WORK INSTRUCTIONS:
Copy out the bounding-box records unchanged, from the start of the records through the line containing "[0,0,303,113]", inclusive.

(Bounding-box records)
⟨

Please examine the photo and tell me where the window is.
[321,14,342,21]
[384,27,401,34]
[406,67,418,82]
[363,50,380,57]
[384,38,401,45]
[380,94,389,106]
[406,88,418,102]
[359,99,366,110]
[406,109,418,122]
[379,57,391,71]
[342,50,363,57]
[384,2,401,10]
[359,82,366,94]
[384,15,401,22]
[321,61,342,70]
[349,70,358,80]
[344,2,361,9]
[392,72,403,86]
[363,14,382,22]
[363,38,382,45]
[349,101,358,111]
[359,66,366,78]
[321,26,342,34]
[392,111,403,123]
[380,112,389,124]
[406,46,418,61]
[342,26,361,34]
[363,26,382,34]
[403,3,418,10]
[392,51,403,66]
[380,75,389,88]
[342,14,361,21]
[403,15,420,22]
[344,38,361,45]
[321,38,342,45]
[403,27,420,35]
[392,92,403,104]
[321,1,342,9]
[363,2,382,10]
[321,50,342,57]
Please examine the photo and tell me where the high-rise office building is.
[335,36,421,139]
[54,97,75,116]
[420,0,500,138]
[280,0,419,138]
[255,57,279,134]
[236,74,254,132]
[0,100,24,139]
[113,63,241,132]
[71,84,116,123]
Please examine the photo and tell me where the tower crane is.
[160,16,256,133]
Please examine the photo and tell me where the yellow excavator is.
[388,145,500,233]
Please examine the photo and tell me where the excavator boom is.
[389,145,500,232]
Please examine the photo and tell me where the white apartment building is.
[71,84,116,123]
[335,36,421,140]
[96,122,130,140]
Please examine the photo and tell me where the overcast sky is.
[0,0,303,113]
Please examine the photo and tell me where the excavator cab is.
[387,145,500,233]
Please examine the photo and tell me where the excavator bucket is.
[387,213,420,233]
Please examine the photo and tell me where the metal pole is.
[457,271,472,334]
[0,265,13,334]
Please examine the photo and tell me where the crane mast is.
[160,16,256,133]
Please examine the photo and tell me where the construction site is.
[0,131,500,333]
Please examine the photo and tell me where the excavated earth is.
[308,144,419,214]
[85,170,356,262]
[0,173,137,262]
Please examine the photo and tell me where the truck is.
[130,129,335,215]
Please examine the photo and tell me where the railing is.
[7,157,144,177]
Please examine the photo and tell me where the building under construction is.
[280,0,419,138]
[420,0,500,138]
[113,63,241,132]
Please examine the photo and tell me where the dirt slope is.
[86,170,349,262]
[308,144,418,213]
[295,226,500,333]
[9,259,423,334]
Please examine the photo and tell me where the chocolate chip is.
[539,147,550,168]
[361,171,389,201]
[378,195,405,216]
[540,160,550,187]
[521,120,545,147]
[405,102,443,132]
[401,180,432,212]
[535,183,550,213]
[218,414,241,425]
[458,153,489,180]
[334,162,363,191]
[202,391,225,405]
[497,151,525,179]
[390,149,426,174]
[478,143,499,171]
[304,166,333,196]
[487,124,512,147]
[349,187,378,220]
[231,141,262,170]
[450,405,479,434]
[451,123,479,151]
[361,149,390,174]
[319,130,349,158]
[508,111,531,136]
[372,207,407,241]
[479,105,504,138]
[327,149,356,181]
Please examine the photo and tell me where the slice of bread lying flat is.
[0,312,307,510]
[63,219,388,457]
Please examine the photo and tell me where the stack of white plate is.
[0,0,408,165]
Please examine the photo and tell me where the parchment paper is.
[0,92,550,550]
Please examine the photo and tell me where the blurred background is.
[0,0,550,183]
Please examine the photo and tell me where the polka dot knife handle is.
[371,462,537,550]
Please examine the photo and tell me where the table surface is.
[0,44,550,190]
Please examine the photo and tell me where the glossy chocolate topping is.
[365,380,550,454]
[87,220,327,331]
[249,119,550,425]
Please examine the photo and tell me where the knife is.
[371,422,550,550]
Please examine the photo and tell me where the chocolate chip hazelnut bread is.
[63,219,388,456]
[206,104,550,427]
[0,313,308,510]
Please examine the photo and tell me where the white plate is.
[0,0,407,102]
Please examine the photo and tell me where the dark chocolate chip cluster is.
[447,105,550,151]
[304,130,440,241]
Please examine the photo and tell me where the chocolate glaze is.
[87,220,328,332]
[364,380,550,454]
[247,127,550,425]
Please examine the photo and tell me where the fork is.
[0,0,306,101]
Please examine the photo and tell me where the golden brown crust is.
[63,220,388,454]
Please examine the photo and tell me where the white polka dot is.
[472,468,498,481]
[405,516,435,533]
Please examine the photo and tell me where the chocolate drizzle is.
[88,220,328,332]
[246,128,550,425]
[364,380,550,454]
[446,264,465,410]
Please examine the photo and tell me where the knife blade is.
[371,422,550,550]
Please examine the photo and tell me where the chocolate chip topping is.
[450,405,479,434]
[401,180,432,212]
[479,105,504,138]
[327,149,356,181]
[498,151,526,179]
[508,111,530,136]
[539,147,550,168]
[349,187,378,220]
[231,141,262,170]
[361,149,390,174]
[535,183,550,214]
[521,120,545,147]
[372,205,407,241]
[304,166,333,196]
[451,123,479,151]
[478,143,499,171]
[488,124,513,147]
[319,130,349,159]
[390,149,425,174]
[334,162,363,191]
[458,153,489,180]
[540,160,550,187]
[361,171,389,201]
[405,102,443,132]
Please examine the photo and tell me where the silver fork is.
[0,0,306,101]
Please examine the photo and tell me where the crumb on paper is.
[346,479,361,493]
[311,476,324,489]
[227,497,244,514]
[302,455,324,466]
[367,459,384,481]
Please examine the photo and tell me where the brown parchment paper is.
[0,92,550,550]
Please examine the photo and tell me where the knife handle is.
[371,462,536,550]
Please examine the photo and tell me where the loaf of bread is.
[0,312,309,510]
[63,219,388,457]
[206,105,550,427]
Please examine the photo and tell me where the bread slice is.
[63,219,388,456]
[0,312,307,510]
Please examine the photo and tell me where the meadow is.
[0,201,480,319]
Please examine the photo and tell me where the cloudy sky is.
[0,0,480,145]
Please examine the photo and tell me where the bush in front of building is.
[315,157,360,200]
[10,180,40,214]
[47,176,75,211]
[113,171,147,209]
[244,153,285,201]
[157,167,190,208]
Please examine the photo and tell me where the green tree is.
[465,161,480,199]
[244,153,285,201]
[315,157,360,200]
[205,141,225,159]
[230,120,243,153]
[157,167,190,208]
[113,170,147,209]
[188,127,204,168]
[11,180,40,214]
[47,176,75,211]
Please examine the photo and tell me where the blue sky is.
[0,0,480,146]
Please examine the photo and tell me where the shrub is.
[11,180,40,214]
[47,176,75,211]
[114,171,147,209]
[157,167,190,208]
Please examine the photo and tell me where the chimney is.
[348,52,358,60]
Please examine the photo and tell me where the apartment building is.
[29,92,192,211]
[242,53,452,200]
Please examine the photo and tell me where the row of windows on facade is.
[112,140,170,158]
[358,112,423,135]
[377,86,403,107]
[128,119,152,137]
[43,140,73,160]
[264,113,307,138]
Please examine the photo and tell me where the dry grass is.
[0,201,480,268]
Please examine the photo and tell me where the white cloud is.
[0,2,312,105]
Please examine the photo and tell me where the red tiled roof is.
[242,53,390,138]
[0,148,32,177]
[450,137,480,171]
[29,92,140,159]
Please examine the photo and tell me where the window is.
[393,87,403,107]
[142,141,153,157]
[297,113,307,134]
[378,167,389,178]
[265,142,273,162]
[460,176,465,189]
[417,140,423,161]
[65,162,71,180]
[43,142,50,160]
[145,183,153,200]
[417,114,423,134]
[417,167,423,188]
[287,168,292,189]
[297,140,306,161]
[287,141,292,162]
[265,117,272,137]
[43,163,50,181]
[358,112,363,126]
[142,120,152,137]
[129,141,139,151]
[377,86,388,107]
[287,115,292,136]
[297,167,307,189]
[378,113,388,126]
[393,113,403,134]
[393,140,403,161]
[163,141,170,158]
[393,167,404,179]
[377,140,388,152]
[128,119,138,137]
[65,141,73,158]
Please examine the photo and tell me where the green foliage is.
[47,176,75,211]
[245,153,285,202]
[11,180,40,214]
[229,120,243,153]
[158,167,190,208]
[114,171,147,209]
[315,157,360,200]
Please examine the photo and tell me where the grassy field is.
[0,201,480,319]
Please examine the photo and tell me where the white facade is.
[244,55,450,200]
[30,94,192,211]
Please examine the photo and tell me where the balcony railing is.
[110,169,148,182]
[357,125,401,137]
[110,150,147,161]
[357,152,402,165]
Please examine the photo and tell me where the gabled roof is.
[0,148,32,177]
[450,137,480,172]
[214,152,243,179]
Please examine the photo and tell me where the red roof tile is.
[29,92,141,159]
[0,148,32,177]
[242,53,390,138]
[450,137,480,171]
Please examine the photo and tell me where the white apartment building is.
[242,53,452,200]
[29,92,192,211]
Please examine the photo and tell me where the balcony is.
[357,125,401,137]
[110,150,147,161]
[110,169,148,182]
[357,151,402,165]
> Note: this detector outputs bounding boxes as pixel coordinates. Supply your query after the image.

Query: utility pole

⟩

TASK RESULT:
Please examine the photo and tell me where the window is.
[321,14,342,21]
[384,27,401,34]
[406,67,418,82]
[363,50,380,57]
[384,38,401,45]
[380,94,389,106]
[406,88,418,102]
[359,99,366,110]
[406,109,418,122]
[379,57,391,71]
[342,50,363,57]
[384,2,401,10]
[359,82,366,94]
[384,15,401,22]
[321,61,342,70]
[349,70,358,80]
[344,2,361,9]
[392,72,403,86]
[363,14,382,22]
[363,38,382,45]
[349,101,358,111]
[359,66,366,78]
[321,26,342,34]
[392,111,403,123]
[380,112,389,124]
[406,46,418,61]
[342,26,361,34]
[363,26,382,34]
[403,3,418,10]
[392,51,403,66]
[380,75,389,88]
[342,14,361,21]
[403,15,420,22]
[344,38,361,45]
[321,38,342,45]
[403,27,420,35]
[392,92,403,104]
[321,1,342,9]
[363,2,382,10]
[321,50,342,57]
Please examine the photo and tell me where the high-rise office building is.
[335,36,421,139]
[54,97,75,116]
[420,0,500,138]
[280,0,419,138]
[255,57,279,134]
[236,74,254,132]
[0,100,24,139]
[113,63,241,132]
[71,84,116,123]
Please examine the photo and tell me where the tower crane is.
[160,16,256,133]
Please examine the photo and tell me where the yellow excavator is.
[388,145,500,233]
Please examine the photo and tell me where the excavator boom is.
[389,145,500,232]
Please examine the photo and tell me where the white apartment building is.
[71,84,116,123]
[335,36,421,140]
[96,122,130,140]
Please examine the photo and tell me where the overcast sky is.
[0,0,303,113]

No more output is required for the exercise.